§ Problem description:
Please reproduce each of the records below word for word, leaving every line unchanged.

§ Provided records:
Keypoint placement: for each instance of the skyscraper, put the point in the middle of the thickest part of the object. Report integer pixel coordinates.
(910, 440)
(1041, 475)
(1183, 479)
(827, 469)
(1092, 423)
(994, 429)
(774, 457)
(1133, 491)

§ Response below:
Keypoint placement: for each instance of the skyscraper, put the point in the middle of the thickest part of the object. Report integer pixel coordinates.
(910, 440)
(1041, 475)
(1183, 479)
(827, 469)
(1092, 423)
(994, 429)
(774, 457)
(1133, 491)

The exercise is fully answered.